Reproduce every one of the records below word for word, leaving each line unchanged.
──────── Material
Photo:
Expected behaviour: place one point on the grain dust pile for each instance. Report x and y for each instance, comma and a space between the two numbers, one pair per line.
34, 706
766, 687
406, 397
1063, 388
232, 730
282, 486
────────────────
Solved problem:
Photo:
Expected behaviour: place one point on the grain dust pile for each instance. Report x and y for each instance, comma and a space between the two numbers, one pair per line.
34, 706
766, 687
406, 397
1063, 388
232, 730
282, 486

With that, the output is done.